- Problem requirements
Everything in the listing except the pictures should be written out exactly.

- Dataset content
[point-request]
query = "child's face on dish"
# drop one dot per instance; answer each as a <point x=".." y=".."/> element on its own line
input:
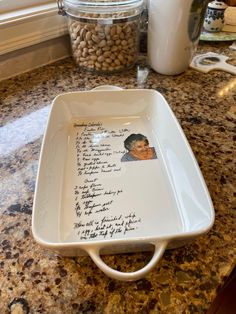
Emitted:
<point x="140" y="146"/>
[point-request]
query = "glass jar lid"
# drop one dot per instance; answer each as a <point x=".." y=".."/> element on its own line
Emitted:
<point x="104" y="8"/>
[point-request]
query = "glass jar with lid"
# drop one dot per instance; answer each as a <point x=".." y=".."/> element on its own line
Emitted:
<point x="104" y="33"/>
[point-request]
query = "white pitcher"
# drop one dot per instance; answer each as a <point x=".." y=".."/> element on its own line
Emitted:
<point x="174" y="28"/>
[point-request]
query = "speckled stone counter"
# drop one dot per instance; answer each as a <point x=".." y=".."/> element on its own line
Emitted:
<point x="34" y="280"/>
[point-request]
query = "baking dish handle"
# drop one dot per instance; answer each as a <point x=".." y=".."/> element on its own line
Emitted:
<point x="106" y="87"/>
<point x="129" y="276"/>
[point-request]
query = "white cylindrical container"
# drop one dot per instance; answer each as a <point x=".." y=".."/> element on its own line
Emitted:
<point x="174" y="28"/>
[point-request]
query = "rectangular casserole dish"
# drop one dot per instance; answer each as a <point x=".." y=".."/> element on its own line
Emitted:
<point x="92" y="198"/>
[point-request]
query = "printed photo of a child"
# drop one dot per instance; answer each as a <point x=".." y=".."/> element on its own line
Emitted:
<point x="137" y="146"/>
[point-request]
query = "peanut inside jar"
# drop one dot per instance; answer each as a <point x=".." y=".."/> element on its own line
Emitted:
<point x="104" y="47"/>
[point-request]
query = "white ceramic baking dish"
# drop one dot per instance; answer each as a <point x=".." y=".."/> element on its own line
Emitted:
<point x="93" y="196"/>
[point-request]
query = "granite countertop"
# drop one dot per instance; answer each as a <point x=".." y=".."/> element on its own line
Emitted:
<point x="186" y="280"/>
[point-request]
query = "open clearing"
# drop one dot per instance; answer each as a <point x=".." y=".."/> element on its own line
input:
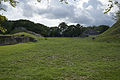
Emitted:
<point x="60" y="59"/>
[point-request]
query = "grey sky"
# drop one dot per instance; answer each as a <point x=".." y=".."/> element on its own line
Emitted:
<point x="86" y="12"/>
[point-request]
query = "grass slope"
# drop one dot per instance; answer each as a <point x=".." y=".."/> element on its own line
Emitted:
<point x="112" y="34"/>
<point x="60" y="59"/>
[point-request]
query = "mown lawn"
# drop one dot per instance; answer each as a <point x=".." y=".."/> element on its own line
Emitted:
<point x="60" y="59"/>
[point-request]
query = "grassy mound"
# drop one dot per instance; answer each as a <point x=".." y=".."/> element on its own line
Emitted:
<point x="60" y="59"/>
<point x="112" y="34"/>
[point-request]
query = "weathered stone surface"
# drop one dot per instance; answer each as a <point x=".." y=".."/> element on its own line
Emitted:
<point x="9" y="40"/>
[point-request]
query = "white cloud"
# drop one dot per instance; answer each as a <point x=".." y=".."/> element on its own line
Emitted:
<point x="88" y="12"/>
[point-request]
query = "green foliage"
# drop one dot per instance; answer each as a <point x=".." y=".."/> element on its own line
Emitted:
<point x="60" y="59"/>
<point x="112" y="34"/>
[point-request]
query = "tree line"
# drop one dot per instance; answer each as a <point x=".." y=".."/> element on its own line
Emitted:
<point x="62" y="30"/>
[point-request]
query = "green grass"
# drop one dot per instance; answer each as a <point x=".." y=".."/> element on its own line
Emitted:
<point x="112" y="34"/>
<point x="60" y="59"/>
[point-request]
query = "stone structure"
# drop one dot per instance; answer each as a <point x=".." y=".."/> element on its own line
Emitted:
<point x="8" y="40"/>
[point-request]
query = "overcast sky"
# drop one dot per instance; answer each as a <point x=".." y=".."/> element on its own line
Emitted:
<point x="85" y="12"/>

- Exercise result
[point-request]
query = "child's face on dish"
# drop one dot per instance; answer each as a <point x=".." y=".."/> element on its own line
input:
Emitted:
<point x="140" y="146"/>
[point-request]
query = "glass jar lid"
# drop one dot per instance; answer each as a <point x=".." y=".."/> element on its own line
Emitted:
<point x="104" y="8"/>
[point-request]
query = "glass jar with lid"
# drop one dot per instance; answer each as a <point x=".." y=".."/> element on its own line
Emitted:
<point x="104" y="33"/>
[point-request]
query = "white pitcher"
# drop one dot per instance; answer each as a <point x=".." y=".."/> element on its own line
Emitted:
<point x="174" y="28"/>
[point-request]
query = "speckled stone counter"
# drop one dot per instance; answer each as a <point x=".." y=".."/> element on its own line
Emitted:
<point x="34" y="280"/>
[point-request]
query = "baking dish handle"
# drop one dot per instance; answer each as a <point x=".." y=".."/> element on its own line
Emitted:
<point x="106" y="87"/>
<point x="129" y="276"/>
[point-request]
query = "white cylindrical container"
# drop one dot per instance; answer each as a <point x=".." y=".."/> element on its own line
Emitted:
<point x="174" y="28"/>
[point-request]
query = "rectangular casserole dish"
# drop one dot per instance; answer each as a <point x=".." y=".."/> element on its own line
Emitted:
<point x="92" y="198"/>
[point-request]
query = "printed photo of a child"
# drop one dot per instance; answer each as a <point x=".." y=".."/> element on its own line
Emitted:
<point x="137" y="146"/>
[point-request]
query = "peanut inside jar"
# drop one dot per instance; answer each as a <point x=".." y=".."/> element on its own line
Emitted:
<point x="104" y="47"/>
[point-request]
query = "white ceramic baking dish"
# drop one dot per instance; answer each as a <point x=".." y=".."/> element on its own line
Emitted:
<point x="93" y="196"/>
[point-request]
query = "granite countertop"
# drop one dot per instance; answer each as a <point x=".." y=".."/> element on its own line
Emitted:
<point x="186" y="280"/>
[point-request]
query = "open clearing"
# drop one dot per instance; answer each as a <point x=".." y=".."/> element on its own line
input:
Emitted:
<point x="60" y="59"/>
[point-request]
query = "grey sky"
# drop one dot per instance; answer each as a <point x=".." y=".."/> element on its own line
Emitted:
<point x="86" y="12"/>
[point-request]
query = "grass slope"
# drop one dot per instance; answer each as a <point x=".." y=".."/> element on its own line
Emitted:
<point x="112" y="34"/>
<point x="60" y="59"/>
[point-request]
query = "mown lawn"
# drop one dot per instance; answer each as a <point x=".." y=".."/> element on its own line
Emitted:
<point x="60" y="59"/>
[point-request]
query = "grassy mound"
# drop one dot per instance; answer each as a <point x=".." y=".."/> element on its own line
Emitted:
<point x="60" y="59"/>
<point x="112" y="34"/>
[point-request]
query = "weathered stone surface"
# drop one dot per instance; answer each as a <point x=".." y=".."/> element on its own line
Emitted:
<point x="9" y="40"/>
[point-request]
query = "white cloud"
# drop one dot per instance; answer each as a <point x=".." y=".."/> element on its own line
Emitted:
<point x="88" y="12"/>
[point-request]
query = "green foliage"
# drop one dot per instance; answer each as a <point x=".." y=".."/> element on its own line
Emitted:
<point x="60" y="59"/>
<point x="112" y="34"/>
[point-request]
query = "tree line"
# drop one dot per instance; answer each as a <point x=".." y=".."/> element on its own line
Emitted:
<point x="62" y="30"/>
[point-request]
query = "green grass"
# drop one dot per instance; answer each as a <point x=".." y=".."/> element on its own line
Emitted:
<point x="112" y="34"/>
<point x="60" y="59"/>
[point-request]
query = "stone structure"
# drop one dot per instance; answer each as a <point x=".." y=".."/> element on its own line
Emitted:
<point x="8" y="40"/>
[point-request]
query = "overcast sky"
# drop one dot per instance; answer each as a <point x=".." y=".."/> element on its own line
Emitted:
<point x="85" y="12"/>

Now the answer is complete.